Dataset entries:
######
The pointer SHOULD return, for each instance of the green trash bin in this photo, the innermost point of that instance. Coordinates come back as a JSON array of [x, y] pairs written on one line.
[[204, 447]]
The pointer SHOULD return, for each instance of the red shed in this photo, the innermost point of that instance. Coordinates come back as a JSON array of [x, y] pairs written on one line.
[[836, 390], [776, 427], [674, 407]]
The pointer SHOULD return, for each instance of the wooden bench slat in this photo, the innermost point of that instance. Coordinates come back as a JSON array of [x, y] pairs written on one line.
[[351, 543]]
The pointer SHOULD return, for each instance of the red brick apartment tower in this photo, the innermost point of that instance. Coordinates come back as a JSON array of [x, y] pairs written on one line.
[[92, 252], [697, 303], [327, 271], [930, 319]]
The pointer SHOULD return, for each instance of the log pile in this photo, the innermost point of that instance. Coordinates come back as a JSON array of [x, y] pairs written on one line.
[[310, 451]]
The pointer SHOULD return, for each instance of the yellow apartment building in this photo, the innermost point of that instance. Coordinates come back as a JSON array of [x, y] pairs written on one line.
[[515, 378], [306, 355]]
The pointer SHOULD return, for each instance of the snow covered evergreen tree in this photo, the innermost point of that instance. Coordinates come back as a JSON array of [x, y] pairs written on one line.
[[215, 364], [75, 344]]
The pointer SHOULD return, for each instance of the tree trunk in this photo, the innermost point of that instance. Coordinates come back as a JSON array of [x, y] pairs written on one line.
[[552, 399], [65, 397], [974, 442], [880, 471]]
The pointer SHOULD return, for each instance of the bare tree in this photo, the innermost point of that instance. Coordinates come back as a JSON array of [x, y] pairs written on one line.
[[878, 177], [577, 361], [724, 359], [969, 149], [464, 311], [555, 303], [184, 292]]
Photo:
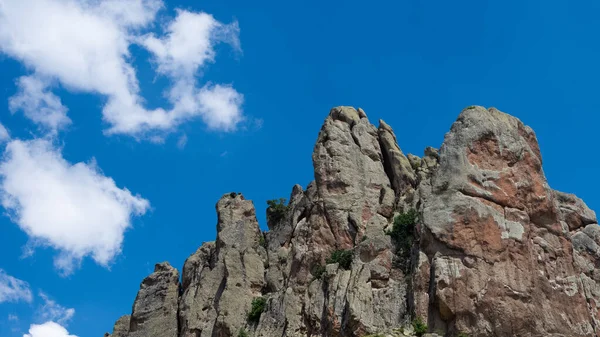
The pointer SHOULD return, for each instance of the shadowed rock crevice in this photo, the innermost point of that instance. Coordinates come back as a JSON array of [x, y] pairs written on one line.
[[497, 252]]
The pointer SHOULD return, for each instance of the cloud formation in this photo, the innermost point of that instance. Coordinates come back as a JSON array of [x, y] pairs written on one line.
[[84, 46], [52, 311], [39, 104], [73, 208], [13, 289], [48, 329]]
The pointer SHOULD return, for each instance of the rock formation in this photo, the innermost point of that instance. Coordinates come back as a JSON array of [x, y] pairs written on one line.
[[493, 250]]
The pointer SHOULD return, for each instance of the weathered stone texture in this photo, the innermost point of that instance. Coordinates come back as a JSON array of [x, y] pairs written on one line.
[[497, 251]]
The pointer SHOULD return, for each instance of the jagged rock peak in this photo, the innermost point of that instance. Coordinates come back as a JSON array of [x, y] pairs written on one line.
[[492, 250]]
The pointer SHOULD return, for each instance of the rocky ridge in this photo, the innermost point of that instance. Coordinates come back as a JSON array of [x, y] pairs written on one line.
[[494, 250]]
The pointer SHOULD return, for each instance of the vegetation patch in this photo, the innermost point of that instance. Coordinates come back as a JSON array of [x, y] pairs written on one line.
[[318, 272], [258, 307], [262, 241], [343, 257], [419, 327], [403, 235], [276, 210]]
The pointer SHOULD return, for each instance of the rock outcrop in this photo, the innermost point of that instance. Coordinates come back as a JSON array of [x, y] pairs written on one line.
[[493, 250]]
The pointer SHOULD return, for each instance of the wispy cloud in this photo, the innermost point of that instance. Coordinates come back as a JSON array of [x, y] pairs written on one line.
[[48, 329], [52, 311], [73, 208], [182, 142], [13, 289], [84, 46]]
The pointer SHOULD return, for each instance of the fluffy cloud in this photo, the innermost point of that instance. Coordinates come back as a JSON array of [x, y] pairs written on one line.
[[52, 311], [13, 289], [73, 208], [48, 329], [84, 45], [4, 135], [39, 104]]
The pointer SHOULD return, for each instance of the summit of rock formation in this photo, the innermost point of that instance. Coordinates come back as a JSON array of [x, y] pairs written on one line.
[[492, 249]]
######
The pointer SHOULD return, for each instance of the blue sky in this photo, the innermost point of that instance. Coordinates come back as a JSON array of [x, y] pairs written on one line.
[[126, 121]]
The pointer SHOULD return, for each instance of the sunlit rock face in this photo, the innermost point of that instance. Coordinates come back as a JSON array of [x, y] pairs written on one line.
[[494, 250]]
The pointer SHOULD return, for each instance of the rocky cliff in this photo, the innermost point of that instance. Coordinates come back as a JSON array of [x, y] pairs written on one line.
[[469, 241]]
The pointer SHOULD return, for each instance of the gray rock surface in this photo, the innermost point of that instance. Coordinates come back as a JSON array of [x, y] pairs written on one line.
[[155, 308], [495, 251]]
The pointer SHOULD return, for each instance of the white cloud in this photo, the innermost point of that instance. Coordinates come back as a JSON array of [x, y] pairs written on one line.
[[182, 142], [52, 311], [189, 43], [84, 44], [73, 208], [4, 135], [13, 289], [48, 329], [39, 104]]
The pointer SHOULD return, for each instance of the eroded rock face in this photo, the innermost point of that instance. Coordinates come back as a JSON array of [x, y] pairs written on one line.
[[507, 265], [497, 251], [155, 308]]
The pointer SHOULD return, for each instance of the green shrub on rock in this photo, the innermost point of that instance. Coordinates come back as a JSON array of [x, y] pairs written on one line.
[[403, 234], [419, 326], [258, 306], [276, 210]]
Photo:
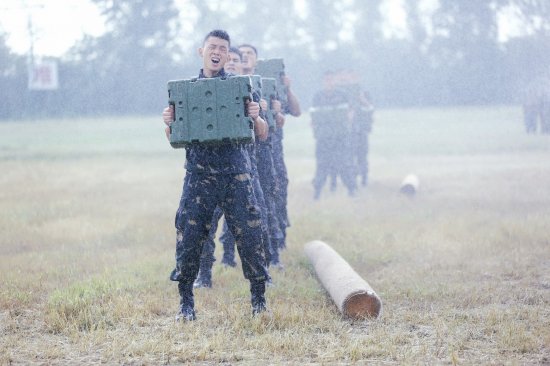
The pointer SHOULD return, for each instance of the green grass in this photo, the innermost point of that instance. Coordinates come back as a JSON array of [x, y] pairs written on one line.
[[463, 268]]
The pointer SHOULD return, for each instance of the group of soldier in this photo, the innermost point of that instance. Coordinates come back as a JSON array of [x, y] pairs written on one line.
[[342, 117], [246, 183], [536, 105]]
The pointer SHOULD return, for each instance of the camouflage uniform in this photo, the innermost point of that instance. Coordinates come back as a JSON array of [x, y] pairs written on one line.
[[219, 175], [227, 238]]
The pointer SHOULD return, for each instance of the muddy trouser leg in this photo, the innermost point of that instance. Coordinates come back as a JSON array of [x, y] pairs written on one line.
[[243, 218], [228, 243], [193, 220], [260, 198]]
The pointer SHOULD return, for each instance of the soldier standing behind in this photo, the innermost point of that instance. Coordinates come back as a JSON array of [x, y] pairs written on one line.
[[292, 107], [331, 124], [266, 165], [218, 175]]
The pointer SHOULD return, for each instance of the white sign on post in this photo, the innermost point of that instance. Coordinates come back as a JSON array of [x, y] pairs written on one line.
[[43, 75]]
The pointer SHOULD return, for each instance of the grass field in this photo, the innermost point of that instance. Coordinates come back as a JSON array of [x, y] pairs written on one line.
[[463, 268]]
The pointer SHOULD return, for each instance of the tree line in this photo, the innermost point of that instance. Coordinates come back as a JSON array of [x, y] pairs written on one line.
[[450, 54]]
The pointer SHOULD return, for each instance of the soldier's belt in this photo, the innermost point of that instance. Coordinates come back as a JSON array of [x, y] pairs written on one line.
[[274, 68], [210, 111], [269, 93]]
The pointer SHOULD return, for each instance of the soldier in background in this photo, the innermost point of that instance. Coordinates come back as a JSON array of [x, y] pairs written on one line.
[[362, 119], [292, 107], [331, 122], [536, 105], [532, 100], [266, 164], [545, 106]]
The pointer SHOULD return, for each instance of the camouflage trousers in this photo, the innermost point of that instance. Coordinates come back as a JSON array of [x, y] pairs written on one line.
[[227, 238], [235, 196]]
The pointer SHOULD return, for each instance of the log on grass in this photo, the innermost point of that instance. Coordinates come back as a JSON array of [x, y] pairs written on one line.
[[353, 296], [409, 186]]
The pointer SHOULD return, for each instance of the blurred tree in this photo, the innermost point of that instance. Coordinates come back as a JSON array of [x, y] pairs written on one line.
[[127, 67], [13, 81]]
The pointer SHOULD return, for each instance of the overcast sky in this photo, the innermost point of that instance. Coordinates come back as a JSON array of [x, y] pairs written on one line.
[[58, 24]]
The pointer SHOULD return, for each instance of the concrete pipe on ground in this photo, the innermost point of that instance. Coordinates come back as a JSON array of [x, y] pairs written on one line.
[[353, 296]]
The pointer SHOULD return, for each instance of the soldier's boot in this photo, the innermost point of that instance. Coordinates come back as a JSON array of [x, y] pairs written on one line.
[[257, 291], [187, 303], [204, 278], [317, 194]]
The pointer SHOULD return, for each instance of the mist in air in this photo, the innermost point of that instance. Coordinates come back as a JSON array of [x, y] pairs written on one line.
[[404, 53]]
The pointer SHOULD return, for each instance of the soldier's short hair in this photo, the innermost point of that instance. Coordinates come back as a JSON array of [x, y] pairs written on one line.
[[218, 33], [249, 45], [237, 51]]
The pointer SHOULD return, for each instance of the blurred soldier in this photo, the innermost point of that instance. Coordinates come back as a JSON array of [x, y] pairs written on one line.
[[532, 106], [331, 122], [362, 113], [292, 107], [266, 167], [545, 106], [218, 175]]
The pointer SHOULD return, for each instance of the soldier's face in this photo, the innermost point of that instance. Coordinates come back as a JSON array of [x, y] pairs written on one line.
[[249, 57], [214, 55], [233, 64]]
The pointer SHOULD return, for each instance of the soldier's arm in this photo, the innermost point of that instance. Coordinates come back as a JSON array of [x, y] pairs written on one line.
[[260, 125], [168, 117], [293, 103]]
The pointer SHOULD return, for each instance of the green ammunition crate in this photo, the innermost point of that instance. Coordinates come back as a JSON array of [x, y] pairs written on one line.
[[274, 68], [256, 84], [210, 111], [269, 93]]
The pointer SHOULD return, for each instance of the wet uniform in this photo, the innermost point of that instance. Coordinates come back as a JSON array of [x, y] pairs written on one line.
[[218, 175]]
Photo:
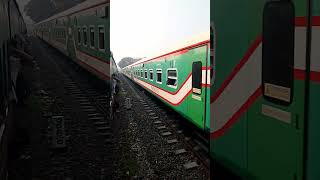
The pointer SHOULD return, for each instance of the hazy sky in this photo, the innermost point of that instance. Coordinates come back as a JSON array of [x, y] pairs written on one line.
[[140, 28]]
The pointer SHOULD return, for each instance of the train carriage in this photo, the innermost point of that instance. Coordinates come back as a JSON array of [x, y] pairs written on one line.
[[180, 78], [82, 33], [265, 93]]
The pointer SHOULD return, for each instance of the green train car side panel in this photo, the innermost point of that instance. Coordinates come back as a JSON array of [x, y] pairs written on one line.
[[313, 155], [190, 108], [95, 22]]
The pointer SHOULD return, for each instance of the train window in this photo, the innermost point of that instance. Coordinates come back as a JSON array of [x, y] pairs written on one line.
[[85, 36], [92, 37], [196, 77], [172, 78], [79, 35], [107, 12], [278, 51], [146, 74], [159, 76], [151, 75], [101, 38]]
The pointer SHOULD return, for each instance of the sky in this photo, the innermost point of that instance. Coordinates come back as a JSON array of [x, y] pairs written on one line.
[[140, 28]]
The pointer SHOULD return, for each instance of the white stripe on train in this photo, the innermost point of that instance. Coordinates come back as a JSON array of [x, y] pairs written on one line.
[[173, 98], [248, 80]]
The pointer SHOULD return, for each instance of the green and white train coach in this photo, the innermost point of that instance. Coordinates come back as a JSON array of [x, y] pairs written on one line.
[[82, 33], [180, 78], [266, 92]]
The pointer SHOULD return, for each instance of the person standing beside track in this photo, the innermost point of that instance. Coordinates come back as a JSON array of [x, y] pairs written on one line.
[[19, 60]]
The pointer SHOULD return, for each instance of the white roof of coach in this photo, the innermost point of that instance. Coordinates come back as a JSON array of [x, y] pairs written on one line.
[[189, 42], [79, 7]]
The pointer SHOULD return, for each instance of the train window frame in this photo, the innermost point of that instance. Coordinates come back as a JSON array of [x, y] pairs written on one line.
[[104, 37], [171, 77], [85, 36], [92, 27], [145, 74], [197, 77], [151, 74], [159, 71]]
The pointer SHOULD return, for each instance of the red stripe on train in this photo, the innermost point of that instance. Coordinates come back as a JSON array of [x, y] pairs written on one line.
######
» Task prompt
Transcribe, exactly and without additions, the lines of the records above, beginning with the line that contains "train window frame" and ending with the line that contains "The pointer SHOULD return, for each instance of the red stripe", both included.

» Solution for this exercise
The pointer SHOULD return, for each instance of the train window frame in this photo, the innermost point of that instance. Coordinates come back as a JSON array of [x, y] pairs written on one line.
[[104, 37], [171, 77], [85, 36], [92, 27], [145, 74], [197, 77], [151, 74], [159, 71]]
The pointer SHOULD return, for each instance of the red stripe on train in this photo, the innermost point of that instance. Coordinates come back as a JSON array of [x, y] pairs written on one line.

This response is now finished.